## Problem description
Give every line of the data from the line containing "hill, one per instance" through the last line of the data as a JSON list of strings, one string per line, with blank lines left out.

====== Working data ======

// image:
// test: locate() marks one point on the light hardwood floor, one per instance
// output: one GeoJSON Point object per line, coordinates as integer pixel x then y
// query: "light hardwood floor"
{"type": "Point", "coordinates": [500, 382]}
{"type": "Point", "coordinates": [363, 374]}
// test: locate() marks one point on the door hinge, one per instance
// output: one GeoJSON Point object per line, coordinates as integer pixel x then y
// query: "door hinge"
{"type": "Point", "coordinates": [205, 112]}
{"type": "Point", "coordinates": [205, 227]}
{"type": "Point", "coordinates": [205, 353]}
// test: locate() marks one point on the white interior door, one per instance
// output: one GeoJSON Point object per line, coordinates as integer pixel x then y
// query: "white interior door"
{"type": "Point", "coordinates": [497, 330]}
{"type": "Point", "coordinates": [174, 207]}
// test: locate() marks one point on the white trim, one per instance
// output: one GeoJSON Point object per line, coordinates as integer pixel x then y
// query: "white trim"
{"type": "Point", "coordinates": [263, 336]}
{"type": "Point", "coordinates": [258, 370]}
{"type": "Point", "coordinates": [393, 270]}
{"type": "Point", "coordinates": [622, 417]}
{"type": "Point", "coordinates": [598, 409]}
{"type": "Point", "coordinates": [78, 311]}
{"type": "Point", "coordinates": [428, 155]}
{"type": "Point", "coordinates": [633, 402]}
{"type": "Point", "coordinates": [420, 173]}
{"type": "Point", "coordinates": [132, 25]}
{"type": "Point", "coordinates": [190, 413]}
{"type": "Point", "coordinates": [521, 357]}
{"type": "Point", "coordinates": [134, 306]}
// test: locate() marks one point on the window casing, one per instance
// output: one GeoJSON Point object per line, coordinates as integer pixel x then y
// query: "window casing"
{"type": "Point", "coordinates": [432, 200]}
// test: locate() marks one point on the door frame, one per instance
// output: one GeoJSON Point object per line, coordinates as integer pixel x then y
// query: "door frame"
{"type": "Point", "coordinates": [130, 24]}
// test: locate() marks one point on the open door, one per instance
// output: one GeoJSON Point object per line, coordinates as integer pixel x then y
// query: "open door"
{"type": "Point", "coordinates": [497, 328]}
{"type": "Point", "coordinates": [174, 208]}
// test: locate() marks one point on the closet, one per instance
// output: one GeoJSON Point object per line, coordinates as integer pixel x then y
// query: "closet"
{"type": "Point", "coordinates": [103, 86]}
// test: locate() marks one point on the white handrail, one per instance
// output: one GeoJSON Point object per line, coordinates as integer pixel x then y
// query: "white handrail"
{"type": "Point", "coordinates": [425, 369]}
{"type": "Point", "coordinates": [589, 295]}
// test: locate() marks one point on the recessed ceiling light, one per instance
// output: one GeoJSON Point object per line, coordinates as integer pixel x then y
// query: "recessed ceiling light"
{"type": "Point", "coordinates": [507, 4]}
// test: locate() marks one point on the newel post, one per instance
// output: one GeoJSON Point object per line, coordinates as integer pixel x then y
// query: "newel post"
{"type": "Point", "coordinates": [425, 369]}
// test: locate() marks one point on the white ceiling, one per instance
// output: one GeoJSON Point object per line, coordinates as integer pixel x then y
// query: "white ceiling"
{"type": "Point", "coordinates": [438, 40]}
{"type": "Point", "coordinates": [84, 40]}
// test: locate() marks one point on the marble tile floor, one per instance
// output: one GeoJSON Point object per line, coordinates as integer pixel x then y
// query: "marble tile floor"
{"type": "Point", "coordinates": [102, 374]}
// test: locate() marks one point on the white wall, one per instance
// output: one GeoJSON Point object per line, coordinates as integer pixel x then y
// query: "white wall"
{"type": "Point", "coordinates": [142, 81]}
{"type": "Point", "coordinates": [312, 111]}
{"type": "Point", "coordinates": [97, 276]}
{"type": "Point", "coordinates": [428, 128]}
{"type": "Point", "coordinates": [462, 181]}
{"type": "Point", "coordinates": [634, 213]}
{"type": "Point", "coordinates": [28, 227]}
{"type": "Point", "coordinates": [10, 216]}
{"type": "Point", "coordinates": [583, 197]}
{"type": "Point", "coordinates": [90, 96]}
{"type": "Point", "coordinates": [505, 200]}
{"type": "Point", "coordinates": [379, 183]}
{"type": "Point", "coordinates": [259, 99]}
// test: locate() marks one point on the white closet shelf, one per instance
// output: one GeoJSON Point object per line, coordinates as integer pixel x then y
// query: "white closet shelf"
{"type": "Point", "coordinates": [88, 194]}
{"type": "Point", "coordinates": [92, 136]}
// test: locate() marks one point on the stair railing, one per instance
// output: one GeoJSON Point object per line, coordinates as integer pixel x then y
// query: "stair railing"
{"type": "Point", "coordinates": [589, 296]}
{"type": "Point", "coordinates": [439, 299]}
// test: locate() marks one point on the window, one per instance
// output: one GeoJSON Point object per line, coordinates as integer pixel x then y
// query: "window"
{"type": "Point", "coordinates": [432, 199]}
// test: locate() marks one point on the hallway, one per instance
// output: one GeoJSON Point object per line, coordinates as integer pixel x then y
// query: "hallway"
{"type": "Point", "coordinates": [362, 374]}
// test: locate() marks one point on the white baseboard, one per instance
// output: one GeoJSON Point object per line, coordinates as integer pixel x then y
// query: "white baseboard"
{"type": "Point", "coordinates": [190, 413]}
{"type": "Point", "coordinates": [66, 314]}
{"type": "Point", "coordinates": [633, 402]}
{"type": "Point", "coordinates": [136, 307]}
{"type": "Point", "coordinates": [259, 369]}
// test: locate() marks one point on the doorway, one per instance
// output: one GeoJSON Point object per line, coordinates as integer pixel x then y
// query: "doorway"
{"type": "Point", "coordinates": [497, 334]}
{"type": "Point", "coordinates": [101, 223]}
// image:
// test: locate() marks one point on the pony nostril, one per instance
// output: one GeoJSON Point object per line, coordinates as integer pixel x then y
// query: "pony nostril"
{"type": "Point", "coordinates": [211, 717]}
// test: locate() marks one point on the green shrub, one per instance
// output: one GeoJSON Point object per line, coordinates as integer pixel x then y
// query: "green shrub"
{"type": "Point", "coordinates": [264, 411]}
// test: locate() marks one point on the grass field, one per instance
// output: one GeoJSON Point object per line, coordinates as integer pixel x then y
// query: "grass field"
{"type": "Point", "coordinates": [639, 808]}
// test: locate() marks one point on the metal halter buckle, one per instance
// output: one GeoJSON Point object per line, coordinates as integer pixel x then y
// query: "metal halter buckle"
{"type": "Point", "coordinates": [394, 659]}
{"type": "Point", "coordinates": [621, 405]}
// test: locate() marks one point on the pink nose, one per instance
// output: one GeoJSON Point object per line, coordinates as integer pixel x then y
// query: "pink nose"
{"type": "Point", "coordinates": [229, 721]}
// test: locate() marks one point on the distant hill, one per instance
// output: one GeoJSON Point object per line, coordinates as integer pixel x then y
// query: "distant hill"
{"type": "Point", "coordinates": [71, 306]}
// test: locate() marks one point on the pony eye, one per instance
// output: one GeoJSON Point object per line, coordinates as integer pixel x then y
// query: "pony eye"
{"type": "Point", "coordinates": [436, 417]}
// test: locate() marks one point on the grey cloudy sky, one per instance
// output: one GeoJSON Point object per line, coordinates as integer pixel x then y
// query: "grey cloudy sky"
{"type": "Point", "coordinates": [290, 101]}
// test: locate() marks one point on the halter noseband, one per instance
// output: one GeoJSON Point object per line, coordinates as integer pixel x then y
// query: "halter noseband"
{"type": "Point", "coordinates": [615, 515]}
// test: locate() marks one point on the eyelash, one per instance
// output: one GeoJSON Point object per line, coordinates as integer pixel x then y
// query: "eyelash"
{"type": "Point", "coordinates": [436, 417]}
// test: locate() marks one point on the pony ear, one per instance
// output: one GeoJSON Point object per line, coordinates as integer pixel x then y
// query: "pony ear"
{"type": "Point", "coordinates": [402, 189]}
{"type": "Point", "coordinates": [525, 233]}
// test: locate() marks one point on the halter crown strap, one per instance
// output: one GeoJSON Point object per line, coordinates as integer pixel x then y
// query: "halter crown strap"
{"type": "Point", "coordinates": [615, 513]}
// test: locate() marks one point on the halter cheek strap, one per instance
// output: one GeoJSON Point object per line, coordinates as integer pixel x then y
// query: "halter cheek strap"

======

## Expected output
[
  "// test: locate() marks one point on the distant hill, one per instance",
  "// output: one GeoJSON Point object per line, coordinates as integer pixel x then y",
  "// query: \"distant hill\"",
  "{\"type\": \"Point\", \"coordinates\": [71, 306]}",
  "// test: locate() marks one point on the pony eye, one per instance",
  "// output: one GeoJSON Point object per line, coordinates as integer pixel x then y",
  "// query: \"pony eye\"",
  "{\"type\": \"Point\", \"coordinates\": [436, 417]}",
  "// test: locate() marks one point on the grey cloudy sky, one per instance",
  "// output: one GeoJSON Point object per line, coordinates as integer pixel x then y",
  "// query: \"grey cloudy sky\"",
  "{\"type\": \"Point\", \"coordinates\": [290, 101]}",
  "// test: locate() marks one point on the halter noseband, one per instance",
  "// output: one GeoJSON Point object per line, coordinates as integer pixel x then y",
  "// query: \"halter noseband\"",
  "{\"type\": \"Point\", \"coordinates\": [615, 515]}",
  "// test: locate() marks one point on the eyelash, one per instance",
  "// output: one GeoJSON Point object per line, coordinates as integer pixel x then y",
  "// query: \"eyelash\"",
  "{\"type\": \"Point\", \"coordinates\": [436, 417]}",
  "// test: locate() marks one point on the pony ear, one per instance",
  "// output: one GeoJSON Point object per line, coordinates as integer pixel x then y",
  "// query: \"pony ear\"",
  "{\"type\": \"Point\", \"coordinates\": [402, 189]}",
  "{\"type\": \"Point\", \"coordinates\": [525, 233]}",
  "// test: locate() marks one point on the halter crown strap, one per instance",
  "// output: one GeoJSON Point object per line, coordinates as integer pixel x then y",
  "// query: \"halter crown strap\"",
  "{\"type\": \"Point\", \"coordinates\": [615, 513]}",
  "// test: locate() marks one point on the halter cheek strap, one per instance",
  "// output: one GeoJSON Point object per line, coordinates as integer pixel x then y",
  "// query: \"halter cheek strap\""
]